■ TASK DETAILS:
Below is a set of records. Repeat all of them exactly.

■ THE DATA:
----

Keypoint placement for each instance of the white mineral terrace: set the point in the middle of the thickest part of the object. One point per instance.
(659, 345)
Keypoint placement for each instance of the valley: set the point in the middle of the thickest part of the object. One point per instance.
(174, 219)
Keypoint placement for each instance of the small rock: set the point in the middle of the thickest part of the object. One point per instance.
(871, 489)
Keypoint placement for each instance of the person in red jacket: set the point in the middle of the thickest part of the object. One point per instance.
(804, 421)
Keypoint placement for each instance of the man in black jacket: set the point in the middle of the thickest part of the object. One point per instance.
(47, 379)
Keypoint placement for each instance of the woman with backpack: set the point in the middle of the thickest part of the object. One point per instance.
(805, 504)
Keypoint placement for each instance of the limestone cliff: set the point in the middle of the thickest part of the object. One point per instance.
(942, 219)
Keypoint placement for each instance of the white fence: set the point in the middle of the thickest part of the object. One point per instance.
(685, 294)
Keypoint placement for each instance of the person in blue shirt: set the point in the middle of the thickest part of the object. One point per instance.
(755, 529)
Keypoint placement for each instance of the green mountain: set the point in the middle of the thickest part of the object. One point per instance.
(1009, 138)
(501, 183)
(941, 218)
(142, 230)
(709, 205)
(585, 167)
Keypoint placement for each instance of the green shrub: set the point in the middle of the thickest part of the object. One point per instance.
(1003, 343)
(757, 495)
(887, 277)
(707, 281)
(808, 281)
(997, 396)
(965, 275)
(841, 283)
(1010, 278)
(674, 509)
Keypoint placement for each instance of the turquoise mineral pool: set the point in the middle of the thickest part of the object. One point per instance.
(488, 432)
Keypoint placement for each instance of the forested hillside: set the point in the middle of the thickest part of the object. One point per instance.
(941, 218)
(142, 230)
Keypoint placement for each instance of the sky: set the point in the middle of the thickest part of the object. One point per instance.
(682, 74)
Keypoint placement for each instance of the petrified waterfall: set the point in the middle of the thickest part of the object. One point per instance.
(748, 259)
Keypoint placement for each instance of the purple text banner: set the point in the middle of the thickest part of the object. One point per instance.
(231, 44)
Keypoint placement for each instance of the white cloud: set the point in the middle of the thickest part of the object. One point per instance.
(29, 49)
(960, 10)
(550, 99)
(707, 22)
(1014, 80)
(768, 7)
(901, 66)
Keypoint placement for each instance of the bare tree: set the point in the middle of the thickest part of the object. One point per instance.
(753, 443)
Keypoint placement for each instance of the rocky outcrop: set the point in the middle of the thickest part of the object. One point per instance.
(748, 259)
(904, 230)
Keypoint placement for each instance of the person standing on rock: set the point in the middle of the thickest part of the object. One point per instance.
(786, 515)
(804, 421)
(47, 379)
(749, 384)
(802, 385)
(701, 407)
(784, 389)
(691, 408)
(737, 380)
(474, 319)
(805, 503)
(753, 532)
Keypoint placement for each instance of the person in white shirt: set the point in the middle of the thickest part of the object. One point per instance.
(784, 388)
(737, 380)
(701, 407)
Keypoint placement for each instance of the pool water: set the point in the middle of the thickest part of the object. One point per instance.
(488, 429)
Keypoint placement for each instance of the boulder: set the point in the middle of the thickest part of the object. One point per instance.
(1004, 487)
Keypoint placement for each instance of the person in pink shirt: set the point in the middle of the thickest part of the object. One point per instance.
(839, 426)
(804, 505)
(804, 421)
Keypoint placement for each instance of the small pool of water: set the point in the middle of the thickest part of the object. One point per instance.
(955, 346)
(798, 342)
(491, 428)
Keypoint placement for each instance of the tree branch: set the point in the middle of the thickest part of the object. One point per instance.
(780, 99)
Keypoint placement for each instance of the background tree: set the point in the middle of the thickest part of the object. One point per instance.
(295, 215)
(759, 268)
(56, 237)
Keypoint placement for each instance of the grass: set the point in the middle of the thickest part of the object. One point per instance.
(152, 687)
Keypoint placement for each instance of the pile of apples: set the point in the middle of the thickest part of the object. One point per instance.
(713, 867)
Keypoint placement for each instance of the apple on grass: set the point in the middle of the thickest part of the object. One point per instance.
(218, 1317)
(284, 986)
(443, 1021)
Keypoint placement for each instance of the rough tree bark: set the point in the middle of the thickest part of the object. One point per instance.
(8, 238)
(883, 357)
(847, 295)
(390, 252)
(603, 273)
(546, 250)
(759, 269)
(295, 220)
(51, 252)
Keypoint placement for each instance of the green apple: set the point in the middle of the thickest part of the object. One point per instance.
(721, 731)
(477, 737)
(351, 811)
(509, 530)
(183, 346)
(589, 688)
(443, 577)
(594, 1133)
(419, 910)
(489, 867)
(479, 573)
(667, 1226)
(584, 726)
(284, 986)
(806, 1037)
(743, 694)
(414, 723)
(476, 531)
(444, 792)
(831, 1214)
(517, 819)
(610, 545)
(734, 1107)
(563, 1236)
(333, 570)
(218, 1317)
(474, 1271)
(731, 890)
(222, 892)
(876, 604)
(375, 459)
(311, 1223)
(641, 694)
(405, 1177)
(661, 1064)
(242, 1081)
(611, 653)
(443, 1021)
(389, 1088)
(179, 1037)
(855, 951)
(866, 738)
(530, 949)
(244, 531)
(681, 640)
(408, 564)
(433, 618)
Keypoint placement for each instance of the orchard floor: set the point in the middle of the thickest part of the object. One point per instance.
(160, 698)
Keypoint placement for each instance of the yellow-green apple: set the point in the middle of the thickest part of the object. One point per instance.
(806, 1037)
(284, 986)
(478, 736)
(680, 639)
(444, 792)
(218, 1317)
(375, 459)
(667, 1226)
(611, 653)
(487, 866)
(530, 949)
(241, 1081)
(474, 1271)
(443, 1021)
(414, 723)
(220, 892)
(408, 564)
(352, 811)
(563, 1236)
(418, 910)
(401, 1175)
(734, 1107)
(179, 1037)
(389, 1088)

----

■ EXERCISE OUTPUT:
Keypoint placement for each instance of the white mineral terrace: set the point in the middle of the thickest part of the object. One point per instance.
(659, 345)
Keypoint placement for each instance of the valley: set the point in the middle of the thickest part of the object. One point per instance.
(174, 219)
Keypoint placement for each instance of the small rock: set the point in the middle of the thickest part of the object. One point per instance.
(871, 489)
Keypoint placement for each instance of the person in red jacket: set the point in the middle of the thickest part of the object. One point per instance.
(804, 421)
Keypoint placement for each instance of the man in black jacket: set the point in the middle of the thickest part of the object. One point per instance.
(47, 379)
Keypoint placement for each instance of the woman with backpack: set the point in the middle of the thickest part of the object. One point per instance.
(805, 504)
Keypoint placement for each instance of the limestone cliff: set the point in the middle of the thickest part of the object. One point per instance.
(942, 219)
Keypoint placement for each instance of the white fence: set the point in the middle of the thickest part of the object. One point per instance.
(685, 294)
Keypoint placement for each instance of the person in blue shirt: set the point in the middle of the thickest part of the object. One point per instance.
(755, 529)
Keypoint placement for each instance of the green mountain: set the point in the middle of the thickest part of the object. One point per instance.
(1009, 138)
(501, 183)
(941, 218)
(142, 230)
(709, 205)
(585, 167)
Keypoint placement for each instance of the green shrub: set the point in the middle of the thickest part of the object. One point per instance.
(1003, 343)
(757, 495)
(887, 277)
(707, 281)
(808, 281)
(997, 396)
(965, 275)
(841, 283)
(1010, 278)
(674, 509)
Keypoint placement for each instance of the turquoise mineral pool: set the point in the middle of the thickest part of the object. One point per instance.
(488, 432)
Keypoint placement for each instance of the forested hillside: set the point in the middle of the thickest part of the object. One point per instance.
(941, 218)
(142, 230)
Keypoint placement for each instance of the sky: set the point in the middle of the thickest part of the object. One point per instance.
(682, 74)
Keypoint placement for each instance of the petrified waterfall: set the point in the middle of the thickest part of the object. One point per instance.
(748, 259)
Keypoint placement for each instance of the purple text banner: set the point in the middle of the thickest part of the object. One point per instance.
(231, 44)
Keypoint placement for each instance of the white cloud: set the point in the middle of the thickest part of the object. One point per instance.
(29, 49)
(960, 10)
(550, 99)
(707, 22)
(1014, 80)
(768, 7)
(901, 66)
Keypoint placement for each instance of the bare tree: set the point in the middle of the thickest part of the object. One point per instance.
(753, 443)
Keypoint placement for each instance of the rocky outcrop: set the point in the middle of the thickest part of the object. One point per instance.
(748, 259)
(904, 230)
Keypoint placement for each instance of the person standing on rock: set the point in the middle of the thickest part of the object. One point per instance.
(786, 515)
(804, 421)
(47, 379)
(749, 384)
(802, 385)
(701, 407)
(784, 389)
(691, 408)
(737, 380)
(474, 319)
(805, 503)
(753, 532)
Keypoint placement for each instance of the person in white shirt: set the point in the middle of the thickest part of the object. One point per instance.
(784, 388)
(737, 380)
(701, 407)
Keypoint placement for each instance of the pool water: set the point in the middle of the thickest part of the object. One point per instance.
(488, 429)
Keypoint placement for each instance of the boulder: set the point in the middle of the thickest part of the object. One point per instance.
(1004, 487)
Keypoint placement for each instance of the person in pink shirt: set the point in the middle of the thickest part of the object. One point per instance.
(839, 426)
(804, 505)
(804, 421)
Keypoint placement for each instance of the small pool of water: set the point in the middle of the thickest part of the object. One point per instance.
(955, 346)
(798, 342)
(491, 428)
Keypoint placement for each instance of the tree branch: set the point in the middle of the thickest part of the object. One point per instance.
(780, 99)
Keypoint placement for each instance of the background tree: set the point in the middle of the thickest part of the object. One point per instance.
(295, 215)
(759, 268)
(56, 237)
Keypoint placement for each instance of the grass: set the point in the middle of the thickest part of the object. One point per instance.
(152, 687)
Keypoint placement for each instance of the pile of apples: set the point in the middle of the thickest part of the object. One point per instance.
(713, 867)
Keypoint placement for each instance of the apple on grass: set the point in the middle of the thickest part of the object. One point per instance.
(218, 1317)
(284, 986)
(443, 1021)
Keypoint placement for each instance of the rough tree bark: set the point in the middle of the thickest part of the object. One point per instance.
(8, 238)
(883, 357)
(847, 295)
(390, 252)
(603, 273)
(546, 250)
(759, 269)
(295, 220)
(51, 252)
Keypoint placement for each instance of the green apple: set the point in the middle of the thickest part of the object. One point per instance.
(721, 731)
(477, 737)
(351, 811)
(509, 530)
(183, 346)
(589, 688)
(443, 577)
(594, 1133)
(419, 910)
(489, 867)
(479, 573)
(667, 1226)
(584, 726)
(284, 986)
(806, 1037)
(743, 694)
(414, 723)
(476, 531)
(444, 792)
(831, 1214)
(517, 819)
(610, 545)
(734, 1107)
(563, 1236)
(333, 570)
(218, 1317)
(474, 1271)
(731, 890)
(222, 892)
(876, 604)
(375, 459)
(311, 1223)
(641, 694)
(405, 1177)
(661, 1064)
(242, 1081)
(611, 653)
(443, 1021)
(389, 1088)
(179, 1037)
(855, 951)
(866, 738)
(530, 949)
(244, 531)
(681, 640)
(408, 564)
(433, 618)
Keypoint placement for each instance of the orchard floor: set the point in the middle of the thickest part of the object. One point per instance.
(160, 698)
Keypoint placement for each instance of the yellow-green apple: set the point in the middle of the thickest part of the object. One point per instance.
(806, 1037)
(284, 986)
(478, 736)
(680, 639)
(444, 792)
(218, 1317)
(375, 459)
(667, 1226)
(611, 653)
(487, 866)
(530, 949)
(241, 1081)
(474, 1271)
(443, 1021)
(414, 723)
(220, 892)
(408, 564)
(352, 811)
(563, 1236)
(418, 910)
(401, 1175)
(734, 1107)
(179, 1037)
(389, 1088)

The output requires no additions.